THE EXERCISE: Take the line that contains "warning label sticker." as the first line and the final line of the records as the last; return exactly those lines and the lines between.

[Saved entries]
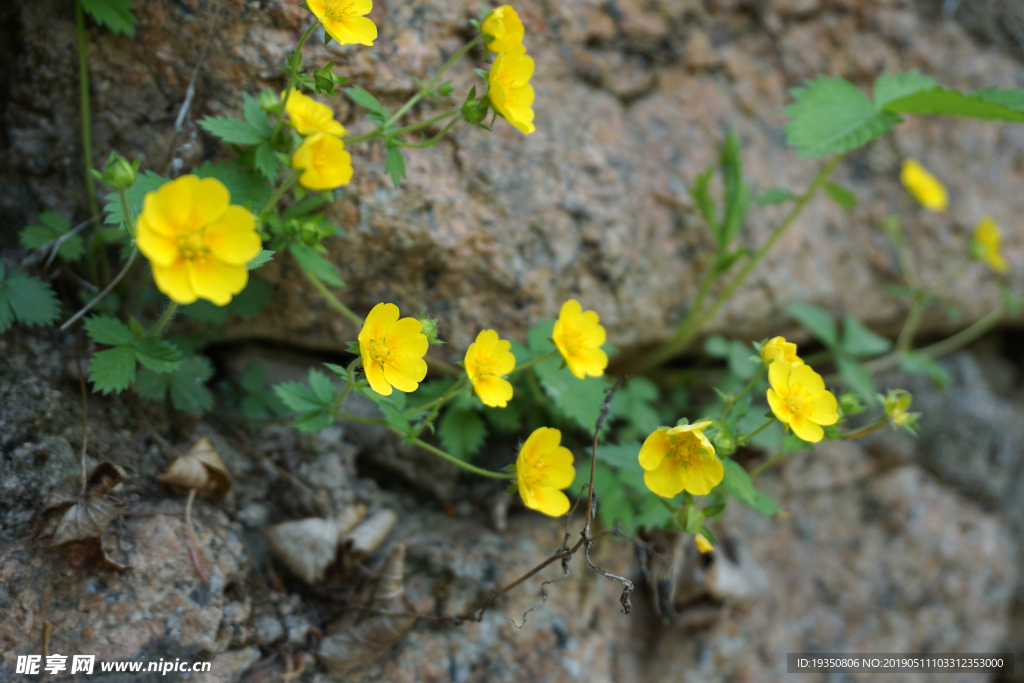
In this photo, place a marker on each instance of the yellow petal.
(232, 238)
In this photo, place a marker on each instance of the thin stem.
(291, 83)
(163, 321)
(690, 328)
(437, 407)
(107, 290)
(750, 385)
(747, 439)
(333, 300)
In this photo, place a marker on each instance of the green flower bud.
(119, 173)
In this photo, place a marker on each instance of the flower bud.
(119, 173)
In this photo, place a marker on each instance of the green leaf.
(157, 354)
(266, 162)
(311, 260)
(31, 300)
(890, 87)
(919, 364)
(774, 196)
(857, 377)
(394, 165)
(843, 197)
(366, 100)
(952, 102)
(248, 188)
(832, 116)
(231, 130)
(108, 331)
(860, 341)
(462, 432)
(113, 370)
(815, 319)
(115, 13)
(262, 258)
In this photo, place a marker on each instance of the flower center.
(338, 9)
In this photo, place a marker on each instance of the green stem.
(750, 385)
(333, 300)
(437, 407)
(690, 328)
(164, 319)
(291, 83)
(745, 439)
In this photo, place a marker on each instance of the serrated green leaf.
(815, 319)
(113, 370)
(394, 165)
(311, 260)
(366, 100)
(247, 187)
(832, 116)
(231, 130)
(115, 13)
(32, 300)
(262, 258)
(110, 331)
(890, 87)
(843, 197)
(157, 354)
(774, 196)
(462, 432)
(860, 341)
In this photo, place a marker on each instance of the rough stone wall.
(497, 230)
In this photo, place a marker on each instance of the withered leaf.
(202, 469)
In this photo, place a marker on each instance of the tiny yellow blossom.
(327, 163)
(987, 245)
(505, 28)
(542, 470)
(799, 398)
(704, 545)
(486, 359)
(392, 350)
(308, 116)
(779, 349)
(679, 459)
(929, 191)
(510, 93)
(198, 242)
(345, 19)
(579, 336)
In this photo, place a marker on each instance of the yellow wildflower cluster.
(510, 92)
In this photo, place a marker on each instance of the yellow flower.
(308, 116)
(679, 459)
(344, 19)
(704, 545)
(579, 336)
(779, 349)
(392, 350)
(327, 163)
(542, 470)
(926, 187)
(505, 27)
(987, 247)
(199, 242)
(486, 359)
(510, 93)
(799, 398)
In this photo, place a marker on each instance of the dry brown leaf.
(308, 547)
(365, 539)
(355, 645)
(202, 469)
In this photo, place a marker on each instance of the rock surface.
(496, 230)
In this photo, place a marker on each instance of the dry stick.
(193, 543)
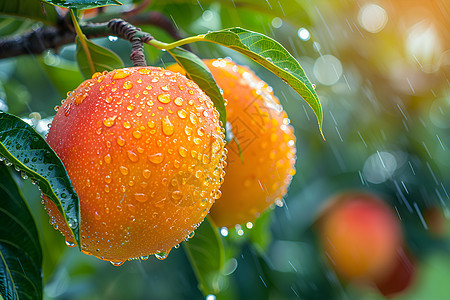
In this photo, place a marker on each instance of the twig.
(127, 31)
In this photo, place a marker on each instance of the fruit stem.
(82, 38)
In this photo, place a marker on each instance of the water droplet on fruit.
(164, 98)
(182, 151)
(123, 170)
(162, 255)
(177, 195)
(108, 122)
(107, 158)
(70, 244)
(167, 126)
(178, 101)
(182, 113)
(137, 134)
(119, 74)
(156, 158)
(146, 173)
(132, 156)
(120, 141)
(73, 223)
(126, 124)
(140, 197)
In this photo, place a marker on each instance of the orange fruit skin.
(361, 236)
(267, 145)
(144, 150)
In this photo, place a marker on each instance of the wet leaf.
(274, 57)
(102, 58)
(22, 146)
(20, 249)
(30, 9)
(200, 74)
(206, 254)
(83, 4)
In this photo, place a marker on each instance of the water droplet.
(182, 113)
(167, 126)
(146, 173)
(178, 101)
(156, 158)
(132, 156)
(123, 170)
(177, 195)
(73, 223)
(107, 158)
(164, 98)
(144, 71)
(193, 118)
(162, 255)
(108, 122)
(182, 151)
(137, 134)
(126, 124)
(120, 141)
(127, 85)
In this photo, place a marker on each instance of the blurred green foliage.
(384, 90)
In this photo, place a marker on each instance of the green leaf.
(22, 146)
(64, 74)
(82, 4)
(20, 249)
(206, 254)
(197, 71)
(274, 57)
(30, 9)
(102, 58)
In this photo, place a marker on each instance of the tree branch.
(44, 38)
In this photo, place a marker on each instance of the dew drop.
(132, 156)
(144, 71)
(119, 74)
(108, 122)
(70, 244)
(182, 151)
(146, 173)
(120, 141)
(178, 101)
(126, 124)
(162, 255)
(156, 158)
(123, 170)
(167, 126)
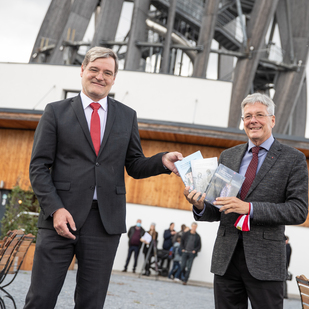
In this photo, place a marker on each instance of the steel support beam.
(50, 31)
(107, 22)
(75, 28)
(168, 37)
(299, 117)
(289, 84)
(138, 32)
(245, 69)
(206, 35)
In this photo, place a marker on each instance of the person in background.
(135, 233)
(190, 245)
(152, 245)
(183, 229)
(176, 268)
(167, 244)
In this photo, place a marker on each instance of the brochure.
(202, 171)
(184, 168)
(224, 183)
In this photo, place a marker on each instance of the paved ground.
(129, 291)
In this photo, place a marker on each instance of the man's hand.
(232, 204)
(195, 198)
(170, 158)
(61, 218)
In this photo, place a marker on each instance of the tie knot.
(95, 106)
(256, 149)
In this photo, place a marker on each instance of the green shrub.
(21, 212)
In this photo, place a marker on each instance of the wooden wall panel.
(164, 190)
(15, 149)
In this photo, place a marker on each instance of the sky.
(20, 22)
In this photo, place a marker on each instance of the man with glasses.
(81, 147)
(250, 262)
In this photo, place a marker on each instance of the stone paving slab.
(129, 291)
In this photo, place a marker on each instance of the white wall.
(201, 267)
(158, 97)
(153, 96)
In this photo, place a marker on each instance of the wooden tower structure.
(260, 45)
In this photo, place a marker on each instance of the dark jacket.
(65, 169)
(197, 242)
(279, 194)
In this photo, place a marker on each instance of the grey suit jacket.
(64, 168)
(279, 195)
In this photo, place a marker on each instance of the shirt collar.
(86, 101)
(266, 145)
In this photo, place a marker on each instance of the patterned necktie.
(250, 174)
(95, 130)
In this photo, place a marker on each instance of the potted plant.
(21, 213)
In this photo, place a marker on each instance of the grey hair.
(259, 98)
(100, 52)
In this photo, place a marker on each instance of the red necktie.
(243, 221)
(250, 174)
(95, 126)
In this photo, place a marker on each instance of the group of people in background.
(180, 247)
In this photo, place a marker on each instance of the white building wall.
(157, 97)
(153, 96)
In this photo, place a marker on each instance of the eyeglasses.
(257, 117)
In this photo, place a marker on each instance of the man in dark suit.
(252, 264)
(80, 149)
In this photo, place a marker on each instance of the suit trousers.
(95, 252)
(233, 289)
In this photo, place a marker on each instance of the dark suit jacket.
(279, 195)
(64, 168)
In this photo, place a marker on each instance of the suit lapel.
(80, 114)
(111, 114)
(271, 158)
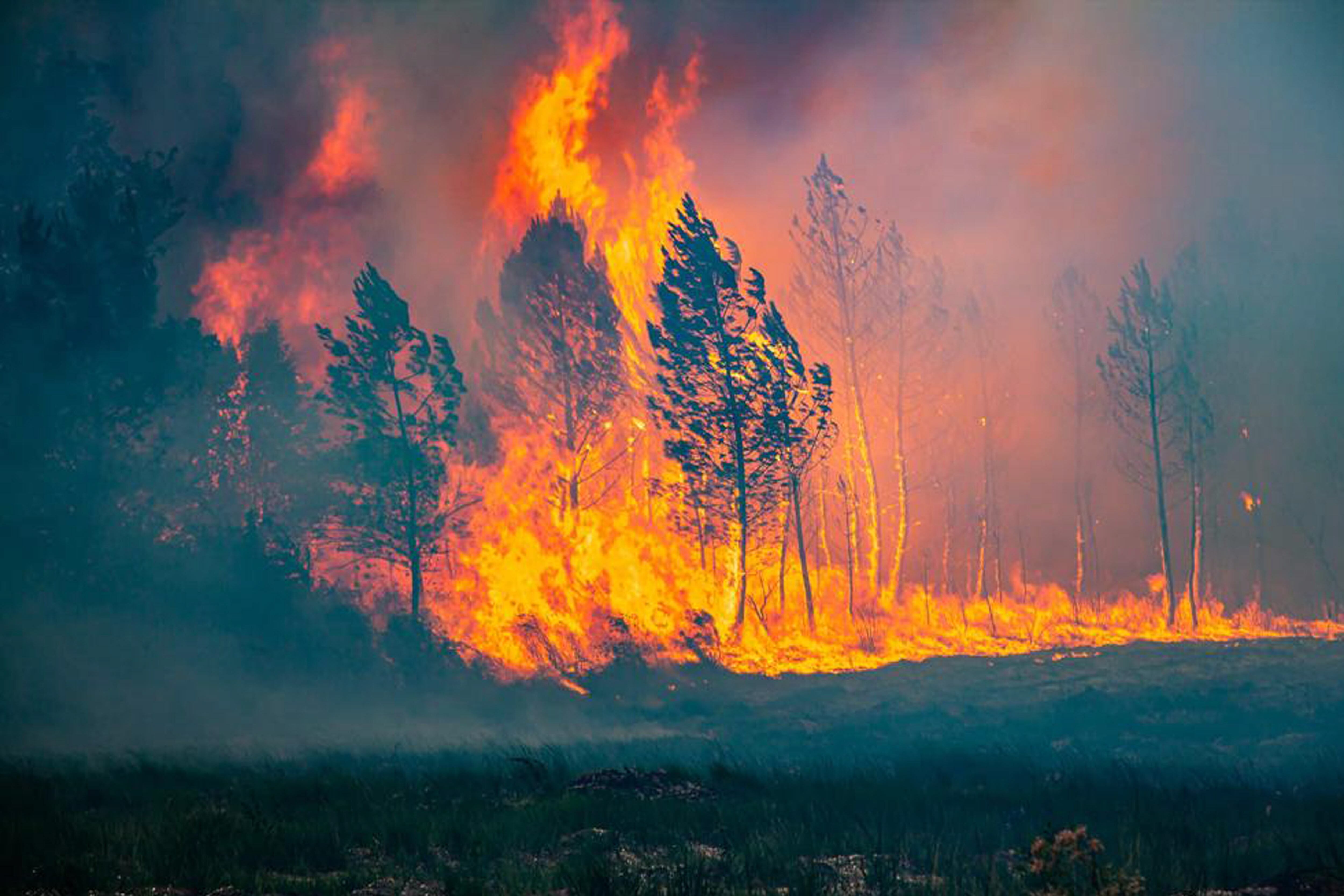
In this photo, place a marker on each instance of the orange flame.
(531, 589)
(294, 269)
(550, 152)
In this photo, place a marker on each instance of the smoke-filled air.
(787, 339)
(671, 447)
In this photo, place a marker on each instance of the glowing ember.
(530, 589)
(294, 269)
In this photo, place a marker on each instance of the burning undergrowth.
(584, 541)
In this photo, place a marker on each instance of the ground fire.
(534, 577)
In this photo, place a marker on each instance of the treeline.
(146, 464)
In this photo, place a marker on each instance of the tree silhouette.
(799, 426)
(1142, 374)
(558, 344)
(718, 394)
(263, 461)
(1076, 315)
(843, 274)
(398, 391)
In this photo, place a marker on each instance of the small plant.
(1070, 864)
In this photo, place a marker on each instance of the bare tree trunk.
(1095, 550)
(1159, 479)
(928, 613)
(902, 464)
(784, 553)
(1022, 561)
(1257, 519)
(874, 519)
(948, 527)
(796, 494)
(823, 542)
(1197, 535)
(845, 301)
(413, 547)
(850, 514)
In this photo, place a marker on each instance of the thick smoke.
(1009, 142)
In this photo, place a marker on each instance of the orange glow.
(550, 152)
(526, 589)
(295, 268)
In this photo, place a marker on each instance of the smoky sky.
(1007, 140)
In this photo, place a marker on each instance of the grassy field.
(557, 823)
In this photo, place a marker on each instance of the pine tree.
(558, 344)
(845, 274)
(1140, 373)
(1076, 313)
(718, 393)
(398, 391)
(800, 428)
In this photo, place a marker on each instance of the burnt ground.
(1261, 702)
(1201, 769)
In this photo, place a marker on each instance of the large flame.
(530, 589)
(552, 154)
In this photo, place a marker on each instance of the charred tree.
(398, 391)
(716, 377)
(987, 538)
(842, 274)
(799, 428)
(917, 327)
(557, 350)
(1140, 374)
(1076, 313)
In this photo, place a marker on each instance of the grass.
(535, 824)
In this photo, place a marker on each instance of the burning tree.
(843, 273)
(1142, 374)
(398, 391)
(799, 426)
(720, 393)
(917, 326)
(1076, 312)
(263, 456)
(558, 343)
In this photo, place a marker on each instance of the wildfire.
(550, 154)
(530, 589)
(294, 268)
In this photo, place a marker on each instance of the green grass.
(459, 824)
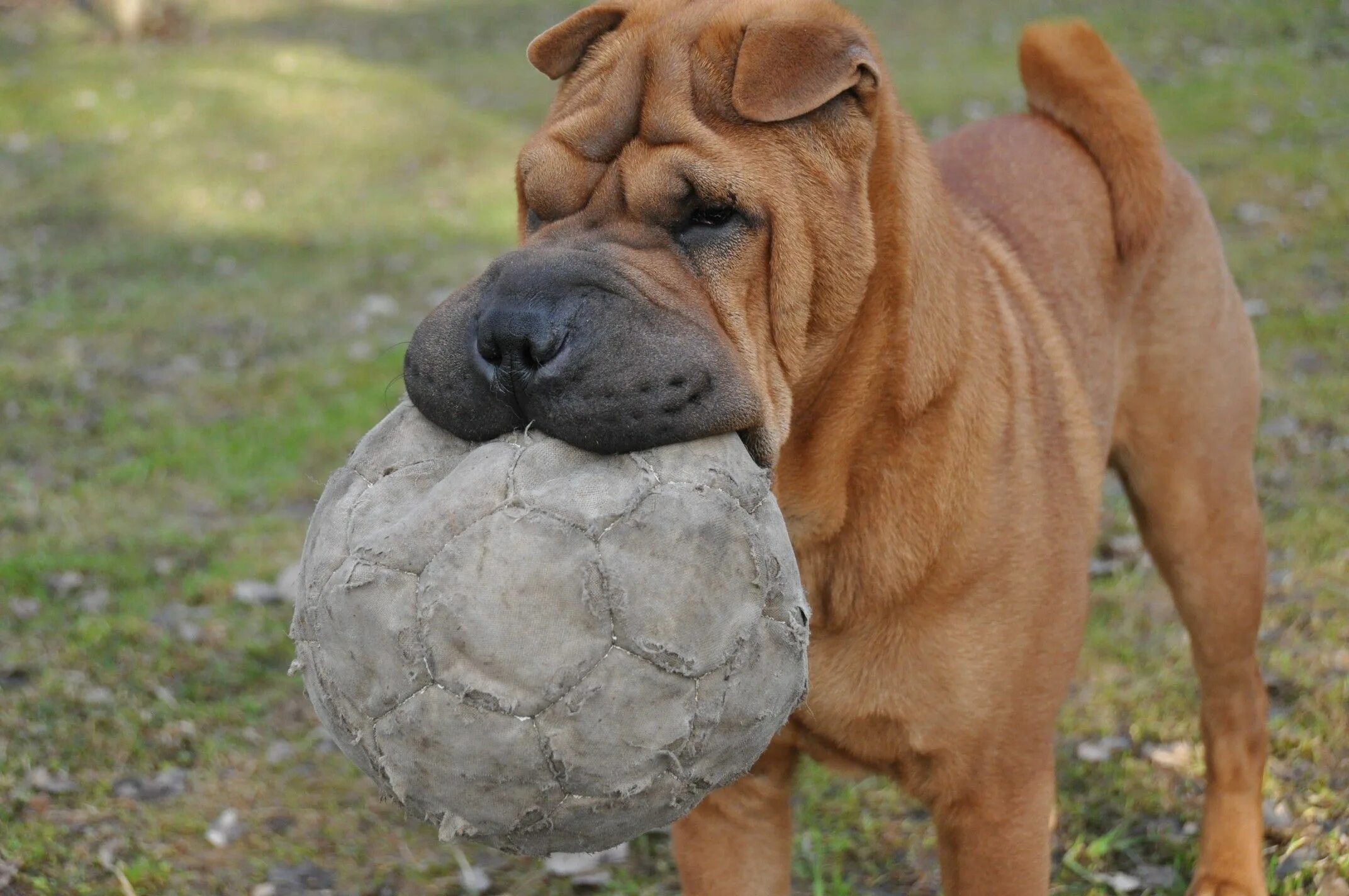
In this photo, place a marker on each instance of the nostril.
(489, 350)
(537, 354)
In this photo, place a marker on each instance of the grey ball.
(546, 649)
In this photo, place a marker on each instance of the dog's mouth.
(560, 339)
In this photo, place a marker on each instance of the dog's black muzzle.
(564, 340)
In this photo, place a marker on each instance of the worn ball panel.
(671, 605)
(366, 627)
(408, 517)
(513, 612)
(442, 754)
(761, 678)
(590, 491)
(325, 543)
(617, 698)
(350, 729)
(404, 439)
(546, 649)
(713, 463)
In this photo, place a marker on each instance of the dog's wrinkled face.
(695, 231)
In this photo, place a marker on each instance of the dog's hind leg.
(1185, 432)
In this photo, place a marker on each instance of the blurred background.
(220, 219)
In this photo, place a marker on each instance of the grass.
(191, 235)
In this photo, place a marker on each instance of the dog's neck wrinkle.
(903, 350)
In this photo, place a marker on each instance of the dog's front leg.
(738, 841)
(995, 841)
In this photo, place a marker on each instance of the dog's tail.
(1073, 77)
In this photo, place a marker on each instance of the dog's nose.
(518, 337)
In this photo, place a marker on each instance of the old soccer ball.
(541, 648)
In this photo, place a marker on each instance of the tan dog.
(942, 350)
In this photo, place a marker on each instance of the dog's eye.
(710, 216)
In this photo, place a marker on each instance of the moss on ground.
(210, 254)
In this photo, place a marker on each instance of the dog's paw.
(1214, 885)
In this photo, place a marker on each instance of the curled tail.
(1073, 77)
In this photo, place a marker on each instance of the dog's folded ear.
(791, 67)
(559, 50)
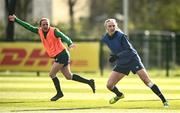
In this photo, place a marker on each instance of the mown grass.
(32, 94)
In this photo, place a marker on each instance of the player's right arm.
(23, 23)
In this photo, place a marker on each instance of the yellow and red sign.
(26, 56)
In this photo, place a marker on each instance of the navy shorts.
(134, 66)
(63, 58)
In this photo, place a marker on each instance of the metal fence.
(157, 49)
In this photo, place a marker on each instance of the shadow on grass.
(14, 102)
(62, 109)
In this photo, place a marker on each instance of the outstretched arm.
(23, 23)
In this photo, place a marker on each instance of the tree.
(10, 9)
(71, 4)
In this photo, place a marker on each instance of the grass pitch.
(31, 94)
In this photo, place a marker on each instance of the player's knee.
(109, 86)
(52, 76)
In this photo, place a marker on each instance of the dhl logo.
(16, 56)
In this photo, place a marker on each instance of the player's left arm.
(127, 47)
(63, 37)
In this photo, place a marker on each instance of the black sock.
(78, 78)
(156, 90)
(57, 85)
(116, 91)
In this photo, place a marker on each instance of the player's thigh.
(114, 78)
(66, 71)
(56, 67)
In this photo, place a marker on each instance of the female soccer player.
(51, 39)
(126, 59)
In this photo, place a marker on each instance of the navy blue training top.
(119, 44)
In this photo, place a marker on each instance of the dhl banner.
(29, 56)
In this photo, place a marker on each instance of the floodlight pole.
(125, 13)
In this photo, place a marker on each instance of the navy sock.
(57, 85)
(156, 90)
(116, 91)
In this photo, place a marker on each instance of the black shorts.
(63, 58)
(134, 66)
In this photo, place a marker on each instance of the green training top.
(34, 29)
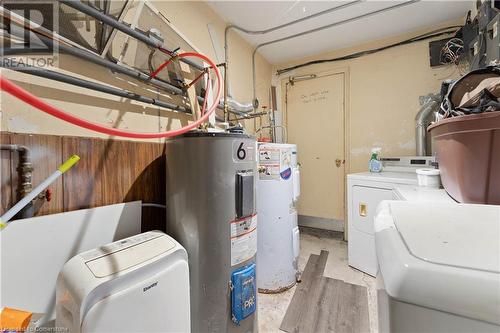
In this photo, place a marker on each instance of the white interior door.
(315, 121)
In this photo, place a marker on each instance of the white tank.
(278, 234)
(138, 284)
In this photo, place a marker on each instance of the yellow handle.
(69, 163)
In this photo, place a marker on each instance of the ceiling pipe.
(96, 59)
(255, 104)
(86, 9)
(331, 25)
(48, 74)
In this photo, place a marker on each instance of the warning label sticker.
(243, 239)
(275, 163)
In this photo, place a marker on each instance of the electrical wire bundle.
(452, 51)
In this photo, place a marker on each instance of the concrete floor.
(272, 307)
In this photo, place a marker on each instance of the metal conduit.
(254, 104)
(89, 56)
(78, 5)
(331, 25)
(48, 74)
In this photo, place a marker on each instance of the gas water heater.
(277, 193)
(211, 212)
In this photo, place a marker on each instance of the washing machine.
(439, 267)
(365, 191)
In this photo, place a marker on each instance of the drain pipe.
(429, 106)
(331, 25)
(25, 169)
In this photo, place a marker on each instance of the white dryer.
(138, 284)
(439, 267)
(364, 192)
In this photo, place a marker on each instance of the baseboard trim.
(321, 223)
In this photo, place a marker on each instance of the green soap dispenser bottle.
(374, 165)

RESULT OF THE TASK:
In this photo, place a marker on each instance of the warning label sticker.
(243, 239)
(275, 163)
In this photo, place a marker on each instance of the electrical wire bundle.
(452, 51)
In this photo, place a marker on each instance of the concrete floor.
(272, 307)
In this photo, place a marker on each instance of the metal conduit.
(254, 104)
(89, 56)
(78, 5)
(331, 25)
(48, 74)
In this photo, place a marker on each instance of the gas water heater.
(277, 193)
(211, 212)
In this photo, place a marker on each instance of the washing machine.
(439, 267)
(365, 191)
In this photo, place a marker on each instance of the drain pipe.
(429, 106)
(331, 25)
(25, 169)
In this photo, place a marker on each instance of the white dryer.
(138, 284)
(439, 267)
(364, 192)
In this photo, place a marker on each instance of the baseboard trim.
(321, 223)
In this photo, place a marker on each instance of the green soap dispenser bottle.
(374, 165)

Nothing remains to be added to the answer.